Required task - Please count the lines in the entries below that contain the string "fuselage", treating uppercase and lowercase as different. Give only the number.
━━━ Task material
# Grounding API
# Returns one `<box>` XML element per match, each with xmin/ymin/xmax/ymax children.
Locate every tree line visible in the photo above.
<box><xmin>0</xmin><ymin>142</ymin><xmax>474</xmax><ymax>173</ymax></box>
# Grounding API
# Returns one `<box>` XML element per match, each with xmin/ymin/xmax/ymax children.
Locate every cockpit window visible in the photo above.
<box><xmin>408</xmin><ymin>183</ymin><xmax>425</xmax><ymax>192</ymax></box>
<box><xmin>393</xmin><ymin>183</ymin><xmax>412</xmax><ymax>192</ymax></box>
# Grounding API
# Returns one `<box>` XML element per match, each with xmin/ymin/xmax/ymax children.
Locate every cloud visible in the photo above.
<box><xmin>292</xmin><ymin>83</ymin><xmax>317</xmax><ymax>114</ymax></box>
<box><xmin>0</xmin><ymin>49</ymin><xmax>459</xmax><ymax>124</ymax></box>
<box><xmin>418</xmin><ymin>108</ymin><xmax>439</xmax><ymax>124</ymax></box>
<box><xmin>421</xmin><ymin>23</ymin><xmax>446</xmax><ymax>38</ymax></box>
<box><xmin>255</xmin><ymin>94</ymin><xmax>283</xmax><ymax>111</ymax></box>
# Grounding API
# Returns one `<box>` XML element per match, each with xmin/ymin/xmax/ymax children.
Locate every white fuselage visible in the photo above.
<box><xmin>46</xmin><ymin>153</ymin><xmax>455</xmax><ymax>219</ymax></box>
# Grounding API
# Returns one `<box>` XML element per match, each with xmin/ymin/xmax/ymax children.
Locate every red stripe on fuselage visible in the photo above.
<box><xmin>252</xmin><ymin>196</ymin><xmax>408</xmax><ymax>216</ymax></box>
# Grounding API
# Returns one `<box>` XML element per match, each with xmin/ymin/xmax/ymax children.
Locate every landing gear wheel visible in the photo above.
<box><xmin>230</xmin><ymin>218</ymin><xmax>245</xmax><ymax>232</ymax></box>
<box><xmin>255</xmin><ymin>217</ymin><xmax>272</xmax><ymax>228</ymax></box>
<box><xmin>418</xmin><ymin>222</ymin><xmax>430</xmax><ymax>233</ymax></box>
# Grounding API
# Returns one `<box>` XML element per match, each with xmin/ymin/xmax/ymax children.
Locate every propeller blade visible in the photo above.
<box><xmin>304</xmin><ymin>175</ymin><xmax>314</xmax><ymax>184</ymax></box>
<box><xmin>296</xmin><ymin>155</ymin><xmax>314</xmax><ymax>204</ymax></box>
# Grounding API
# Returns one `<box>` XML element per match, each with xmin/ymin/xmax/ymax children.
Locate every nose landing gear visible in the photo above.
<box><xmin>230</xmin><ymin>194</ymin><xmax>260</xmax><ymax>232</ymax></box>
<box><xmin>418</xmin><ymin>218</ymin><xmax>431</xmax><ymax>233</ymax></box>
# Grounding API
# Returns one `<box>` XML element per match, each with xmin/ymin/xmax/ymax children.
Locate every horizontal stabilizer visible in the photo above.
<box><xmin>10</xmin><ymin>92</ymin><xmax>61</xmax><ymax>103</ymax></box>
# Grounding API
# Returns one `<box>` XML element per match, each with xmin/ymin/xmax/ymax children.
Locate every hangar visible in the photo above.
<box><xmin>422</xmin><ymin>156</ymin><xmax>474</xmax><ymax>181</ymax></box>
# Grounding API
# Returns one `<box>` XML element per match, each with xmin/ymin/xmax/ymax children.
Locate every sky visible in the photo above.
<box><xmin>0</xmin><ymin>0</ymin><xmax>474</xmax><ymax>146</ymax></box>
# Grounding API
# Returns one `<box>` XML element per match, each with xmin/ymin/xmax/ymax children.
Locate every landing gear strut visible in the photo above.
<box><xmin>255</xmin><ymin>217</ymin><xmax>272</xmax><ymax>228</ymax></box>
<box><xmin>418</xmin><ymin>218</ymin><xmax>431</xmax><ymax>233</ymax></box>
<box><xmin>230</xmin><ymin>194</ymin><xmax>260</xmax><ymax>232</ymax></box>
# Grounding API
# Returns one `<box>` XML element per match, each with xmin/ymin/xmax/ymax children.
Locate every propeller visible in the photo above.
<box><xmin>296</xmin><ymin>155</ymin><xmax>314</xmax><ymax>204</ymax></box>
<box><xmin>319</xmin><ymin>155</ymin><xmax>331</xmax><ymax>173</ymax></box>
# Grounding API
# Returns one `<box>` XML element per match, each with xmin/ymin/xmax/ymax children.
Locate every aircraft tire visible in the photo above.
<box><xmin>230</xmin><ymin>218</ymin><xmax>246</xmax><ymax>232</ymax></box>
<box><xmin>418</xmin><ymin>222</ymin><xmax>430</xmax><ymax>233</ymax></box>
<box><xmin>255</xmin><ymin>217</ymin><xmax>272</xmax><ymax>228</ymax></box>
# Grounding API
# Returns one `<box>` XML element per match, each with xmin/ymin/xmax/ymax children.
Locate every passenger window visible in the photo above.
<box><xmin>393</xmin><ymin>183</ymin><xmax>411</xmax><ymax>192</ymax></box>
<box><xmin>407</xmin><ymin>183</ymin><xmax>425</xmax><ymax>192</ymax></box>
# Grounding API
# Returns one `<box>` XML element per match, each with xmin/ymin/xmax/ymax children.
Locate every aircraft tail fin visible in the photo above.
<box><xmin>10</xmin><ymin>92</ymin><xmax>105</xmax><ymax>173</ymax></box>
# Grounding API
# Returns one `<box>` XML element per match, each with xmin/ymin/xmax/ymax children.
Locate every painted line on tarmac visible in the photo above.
━━━━━━
In response - 2